## Document extract
We apply the usual de novo standard of review to the dis‐

trict court’s rulings and accept the facts as alleged for present

purposes. Wilczynski v. Lumbermens Mut. Casualty Co., 93 F.3d

397, 401 (7th Cir. 1996); Alexander v. United States, 721 F.3d 418,

423 (7th Cir. 2013). No heightened pleading standard applies

here; it is enough to provide the context necessary to show a

plausible claim for relief. See Dudenhoeffer, 134 S. Ct. at 2471

(citing Ashcroft v. Iqbal, 556 U.S. 662, 677–80 (2009), and Bell

Atlantic Corp. v. Twombly, 550 U.S. 544, 554–63 (2007)). We con‐

sider first the plaintiffs’ prohibited‐transaction argument, and

then their broader claim for breach of fiduciary duty.

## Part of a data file
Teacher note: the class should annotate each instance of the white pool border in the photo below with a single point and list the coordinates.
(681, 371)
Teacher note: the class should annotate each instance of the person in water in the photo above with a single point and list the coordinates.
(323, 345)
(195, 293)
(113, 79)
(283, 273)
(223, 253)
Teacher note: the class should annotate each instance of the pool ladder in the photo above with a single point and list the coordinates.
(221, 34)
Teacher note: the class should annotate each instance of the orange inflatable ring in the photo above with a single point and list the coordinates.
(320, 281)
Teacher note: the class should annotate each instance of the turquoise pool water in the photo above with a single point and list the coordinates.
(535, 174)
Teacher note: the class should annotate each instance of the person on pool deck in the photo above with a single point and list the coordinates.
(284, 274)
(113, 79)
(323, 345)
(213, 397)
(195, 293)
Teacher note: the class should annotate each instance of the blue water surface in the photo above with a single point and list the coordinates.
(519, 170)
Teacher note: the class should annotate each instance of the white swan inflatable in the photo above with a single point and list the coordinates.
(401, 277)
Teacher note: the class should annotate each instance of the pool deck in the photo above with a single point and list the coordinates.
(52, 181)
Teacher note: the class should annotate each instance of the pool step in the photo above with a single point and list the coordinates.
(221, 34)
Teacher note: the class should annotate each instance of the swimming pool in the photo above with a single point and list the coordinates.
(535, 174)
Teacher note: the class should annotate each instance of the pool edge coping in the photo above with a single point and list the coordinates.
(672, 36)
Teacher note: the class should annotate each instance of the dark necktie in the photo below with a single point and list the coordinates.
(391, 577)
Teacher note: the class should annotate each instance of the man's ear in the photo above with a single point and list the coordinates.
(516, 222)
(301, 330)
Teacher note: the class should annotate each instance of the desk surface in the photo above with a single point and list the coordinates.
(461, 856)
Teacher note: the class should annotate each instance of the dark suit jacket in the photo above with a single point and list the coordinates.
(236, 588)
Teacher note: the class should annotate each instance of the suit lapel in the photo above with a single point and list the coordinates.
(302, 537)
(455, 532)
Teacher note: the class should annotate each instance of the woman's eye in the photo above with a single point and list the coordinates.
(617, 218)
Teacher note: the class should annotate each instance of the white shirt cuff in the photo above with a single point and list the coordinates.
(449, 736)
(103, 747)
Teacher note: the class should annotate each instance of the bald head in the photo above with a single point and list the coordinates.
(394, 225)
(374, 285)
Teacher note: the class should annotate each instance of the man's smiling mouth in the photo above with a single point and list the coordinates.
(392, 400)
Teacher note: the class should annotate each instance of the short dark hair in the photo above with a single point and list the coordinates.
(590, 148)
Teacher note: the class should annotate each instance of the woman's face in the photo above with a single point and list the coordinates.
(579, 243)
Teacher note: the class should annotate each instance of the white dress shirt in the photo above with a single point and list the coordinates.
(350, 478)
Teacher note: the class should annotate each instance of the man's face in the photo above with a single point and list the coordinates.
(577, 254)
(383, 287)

## Problem requirements
Reproduce the passage on the standard of review above, starting at "(citing Ashcroft v." and ending at "of fiduciary duty.".

## Completed task
(citing Ashcroft v. Iqbal, 556 U.S. 662, 677–80 (2009), and Bell

Atlantic Corp. v. Twombly, 550 U.S. 544, 554–63 (2007)). We con‐

sider first the plaintiffs’ prohibited‐transaction argument, and

then their broader claim for breach of fiduciary duty.